* **Information supplied**
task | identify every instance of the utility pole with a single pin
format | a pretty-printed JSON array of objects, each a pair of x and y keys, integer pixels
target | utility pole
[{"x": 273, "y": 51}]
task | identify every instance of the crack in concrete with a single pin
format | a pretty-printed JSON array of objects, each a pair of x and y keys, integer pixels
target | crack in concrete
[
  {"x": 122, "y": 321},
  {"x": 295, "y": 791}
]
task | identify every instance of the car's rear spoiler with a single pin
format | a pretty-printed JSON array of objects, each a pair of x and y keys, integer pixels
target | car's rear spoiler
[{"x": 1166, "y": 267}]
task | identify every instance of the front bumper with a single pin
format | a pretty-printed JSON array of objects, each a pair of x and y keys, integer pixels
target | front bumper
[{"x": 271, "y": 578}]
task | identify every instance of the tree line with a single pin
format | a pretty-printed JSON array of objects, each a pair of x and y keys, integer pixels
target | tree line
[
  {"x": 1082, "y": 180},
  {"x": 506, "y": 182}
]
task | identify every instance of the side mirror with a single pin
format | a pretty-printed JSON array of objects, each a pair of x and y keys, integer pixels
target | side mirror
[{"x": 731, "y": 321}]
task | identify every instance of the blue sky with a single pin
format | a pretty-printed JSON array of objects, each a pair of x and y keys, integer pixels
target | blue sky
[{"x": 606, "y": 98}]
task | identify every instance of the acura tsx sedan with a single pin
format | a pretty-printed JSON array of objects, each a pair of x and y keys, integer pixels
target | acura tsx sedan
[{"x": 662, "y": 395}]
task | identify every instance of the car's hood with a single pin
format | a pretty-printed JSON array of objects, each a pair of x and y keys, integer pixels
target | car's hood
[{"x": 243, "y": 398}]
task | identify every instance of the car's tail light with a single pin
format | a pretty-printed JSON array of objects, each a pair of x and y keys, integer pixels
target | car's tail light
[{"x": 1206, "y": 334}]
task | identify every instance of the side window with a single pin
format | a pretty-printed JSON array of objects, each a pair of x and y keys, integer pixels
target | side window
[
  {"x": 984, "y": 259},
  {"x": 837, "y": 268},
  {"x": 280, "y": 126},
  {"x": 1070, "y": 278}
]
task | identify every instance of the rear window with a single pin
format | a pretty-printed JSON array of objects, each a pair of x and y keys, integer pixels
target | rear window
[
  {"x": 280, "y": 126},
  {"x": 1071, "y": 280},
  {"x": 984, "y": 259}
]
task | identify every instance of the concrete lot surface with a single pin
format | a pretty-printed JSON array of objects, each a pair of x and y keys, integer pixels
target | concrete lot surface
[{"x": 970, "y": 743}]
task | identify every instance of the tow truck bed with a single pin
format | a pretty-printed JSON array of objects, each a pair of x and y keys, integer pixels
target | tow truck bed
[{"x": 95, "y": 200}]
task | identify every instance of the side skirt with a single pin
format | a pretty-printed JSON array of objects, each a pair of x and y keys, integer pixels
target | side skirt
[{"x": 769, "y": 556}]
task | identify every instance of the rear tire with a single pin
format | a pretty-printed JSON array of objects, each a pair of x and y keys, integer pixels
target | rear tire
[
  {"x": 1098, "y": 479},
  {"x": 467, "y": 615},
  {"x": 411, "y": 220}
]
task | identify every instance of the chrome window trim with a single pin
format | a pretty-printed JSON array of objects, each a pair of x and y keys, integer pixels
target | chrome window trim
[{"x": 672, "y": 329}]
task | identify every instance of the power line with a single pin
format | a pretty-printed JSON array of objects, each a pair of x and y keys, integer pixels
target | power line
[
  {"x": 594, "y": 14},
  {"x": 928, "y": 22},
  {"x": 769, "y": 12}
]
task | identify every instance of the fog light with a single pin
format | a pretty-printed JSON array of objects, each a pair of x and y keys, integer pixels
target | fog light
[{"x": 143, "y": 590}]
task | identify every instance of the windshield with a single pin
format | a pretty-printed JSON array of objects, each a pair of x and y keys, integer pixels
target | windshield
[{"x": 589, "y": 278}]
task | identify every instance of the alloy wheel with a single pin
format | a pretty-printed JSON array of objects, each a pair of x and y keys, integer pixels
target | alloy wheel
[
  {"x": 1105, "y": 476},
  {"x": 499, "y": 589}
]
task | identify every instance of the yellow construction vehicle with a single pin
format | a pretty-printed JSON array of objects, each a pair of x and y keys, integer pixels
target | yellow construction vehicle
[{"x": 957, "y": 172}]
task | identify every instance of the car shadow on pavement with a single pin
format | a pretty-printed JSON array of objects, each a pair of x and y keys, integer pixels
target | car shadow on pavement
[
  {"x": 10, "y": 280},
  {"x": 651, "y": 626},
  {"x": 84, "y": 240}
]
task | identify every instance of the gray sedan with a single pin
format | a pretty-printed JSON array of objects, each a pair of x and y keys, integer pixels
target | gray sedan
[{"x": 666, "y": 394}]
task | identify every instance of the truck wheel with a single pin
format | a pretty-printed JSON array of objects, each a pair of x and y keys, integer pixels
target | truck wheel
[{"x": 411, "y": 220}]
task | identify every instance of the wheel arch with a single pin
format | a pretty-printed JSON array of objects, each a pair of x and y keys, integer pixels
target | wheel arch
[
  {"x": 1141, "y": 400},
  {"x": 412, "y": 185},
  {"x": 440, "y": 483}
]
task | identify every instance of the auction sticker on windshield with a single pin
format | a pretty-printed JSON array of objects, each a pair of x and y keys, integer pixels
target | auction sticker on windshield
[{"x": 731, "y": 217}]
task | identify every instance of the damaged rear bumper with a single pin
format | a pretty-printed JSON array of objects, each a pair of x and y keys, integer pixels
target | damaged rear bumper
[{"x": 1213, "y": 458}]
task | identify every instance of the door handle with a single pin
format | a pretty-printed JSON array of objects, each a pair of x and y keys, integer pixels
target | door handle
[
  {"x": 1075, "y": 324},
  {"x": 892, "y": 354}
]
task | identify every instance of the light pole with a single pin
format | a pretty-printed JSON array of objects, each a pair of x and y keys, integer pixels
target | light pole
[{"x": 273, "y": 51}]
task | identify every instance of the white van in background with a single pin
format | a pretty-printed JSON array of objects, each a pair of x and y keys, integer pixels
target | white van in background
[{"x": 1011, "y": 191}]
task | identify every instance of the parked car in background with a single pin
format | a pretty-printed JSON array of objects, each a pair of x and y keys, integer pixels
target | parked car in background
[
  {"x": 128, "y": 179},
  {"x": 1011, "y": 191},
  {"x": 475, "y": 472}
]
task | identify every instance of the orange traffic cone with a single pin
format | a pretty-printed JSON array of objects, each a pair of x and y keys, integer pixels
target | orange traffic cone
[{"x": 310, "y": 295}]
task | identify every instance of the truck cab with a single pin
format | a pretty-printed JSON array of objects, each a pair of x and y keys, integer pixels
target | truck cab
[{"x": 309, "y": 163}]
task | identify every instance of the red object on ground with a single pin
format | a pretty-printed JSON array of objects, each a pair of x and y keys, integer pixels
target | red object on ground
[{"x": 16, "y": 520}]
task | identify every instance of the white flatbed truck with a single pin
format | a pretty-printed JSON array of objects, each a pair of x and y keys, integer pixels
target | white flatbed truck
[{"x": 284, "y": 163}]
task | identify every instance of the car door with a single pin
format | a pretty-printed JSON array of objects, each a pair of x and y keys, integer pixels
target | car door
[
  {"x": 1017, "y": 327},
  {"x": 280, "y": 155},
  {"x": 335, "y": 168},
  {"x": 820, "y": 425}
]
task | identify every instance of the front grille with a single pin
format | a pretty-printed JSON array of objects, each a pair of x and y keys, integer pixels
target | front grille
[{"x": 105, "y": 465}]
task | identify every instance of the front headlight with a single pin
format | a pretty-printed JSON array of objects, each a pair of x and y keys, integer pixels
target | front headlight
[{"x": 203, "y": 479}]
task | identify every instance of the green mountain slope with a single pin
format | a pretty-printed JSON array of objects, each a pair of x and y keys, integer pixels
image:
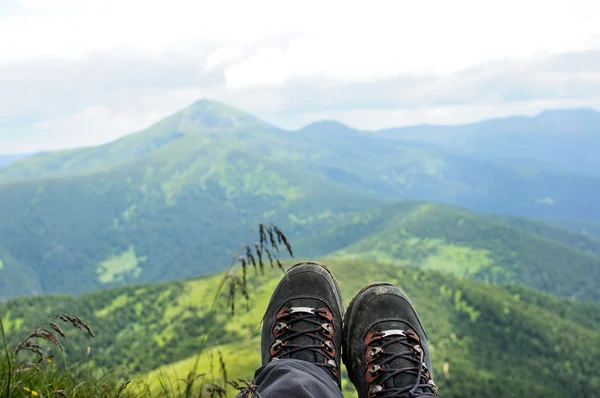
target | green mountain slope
[
  {"x": 562, "y": 139},
  {"x": 492, "y": 248},
  {"x": 376, "y": 163},
  {"x": 205, "y": 118},
  {"x": 475, "y": 330},
  {"x": 172, "y": 218},
  {"x": 164, "y": 203}
]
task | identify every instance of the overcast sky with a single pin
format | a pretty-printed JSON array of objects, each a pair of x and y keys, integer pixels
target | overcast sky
[{"x": 82, "y": 72}]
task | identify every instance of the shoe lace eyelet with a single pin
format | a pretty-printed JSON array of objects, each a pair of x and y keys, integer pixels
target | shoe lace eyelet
[
  {"x": 375, "y": 390},
  {"x": 280, "y": 327},
  {"x": 374, "y": 352},
  {"x": 374, "y": 370},
  {"x": 328, "y": 345},
  {"x": 327, "y": 328},
  {"x": 332, "y": 363}
]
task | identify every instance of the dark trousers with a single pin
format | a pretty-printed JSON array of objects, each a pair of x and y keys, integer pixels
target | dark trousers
[{"x": 292, "y": 378}]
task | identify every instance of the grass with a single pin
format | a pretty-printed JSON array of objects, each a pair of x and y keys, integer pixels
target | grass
[
  {"x": 24, "y": 376},
  {"x": 474, "y": 329}
]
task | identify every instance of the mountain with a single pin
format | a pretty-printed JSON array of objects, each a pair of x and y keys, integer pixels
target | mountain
[
  {"x": 165, "y": 203},
  {"x": 5, "y": 160},
  {"x": 561, "y": 140},
  {"x": 498, "y": 249},
  {"x": 474, "y": 330},
  {"x": 205, "y": 122},
  {"x": 584, "y": 227}
]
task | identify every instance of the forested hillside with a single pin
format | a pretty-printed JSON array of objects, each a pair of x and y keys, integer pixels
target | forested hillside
[
  {"x": 166, "y": 202},
  {"x": 474, "y": 329}
]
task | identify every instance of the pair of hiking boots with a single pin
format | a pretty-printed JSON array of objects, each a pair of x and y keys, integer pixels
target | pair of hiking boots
[{"x": 381, "y": 341}]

* **Exercise requirements**
Take the entries above and copy them exactly from the first line through the line with "task | identify every instance of the car's hood"; leave out every line after it.

* **Task response**
task | identify every instance of the utility pole with a single pin
format | a pretty-printed JSON array of objects, each a pair of x and y keys, integer pixels
target | utility pole
[{"x": 273, "y": 51}]
task | identify every instance of the crack in concrete with a single pin
format | a pretty-printed JSON array of objects, each a pair of x and y keys, integer pixels
target | crack in concrete
[
  {"x": 122, "y": 321},
  {"x": 295, "y": 791}
]
task | identify every instance of the car's rear spoiler with a single pin
format | a pretty-printed JSON array of objects, each a pair of x and y keys, integer pixels
target | car's rear spoiler
[{"x": 1166, "y": 267}]
task | identify every instance of the front bumper with a single pin
format | a pretty-printed JSON array of objects, each a pair of x and y keys, integer pixels
target | front bumper
[{"x": 271, "y": 578}]
task | identify every instance of the tree line with a single pin
format | a pretty-printed JSON array of objects, each a pair of x and y keys, integer pixels
target | tree line
[
  {"x": 1082, "y": 180},
  {"x": 506, "y": 182}
]
task | identify every instance of the side mirror with a single pin
format | a pretty-printed JSON array of objects, each a pair of x and y keys, integer pixels
target | side mirror
[{"x": 731, "y": 321}]
task | identify every instance of the blue sky with a single pin
format | a pretty-printed JSON array of objects, each a pair of x and y keys, integer pixels
target | blue sky
[{"x": 606, "y": 98}]
task | identify every instance of the acura tsx sedan with a single pin
format | a pretty-printed JSON array of objects, each a pair of x and y keys, integer pixels
target | acura tsx sedan
[{"x": 662, "y": 395}]
task | identify every instance of the car's hood with a single pin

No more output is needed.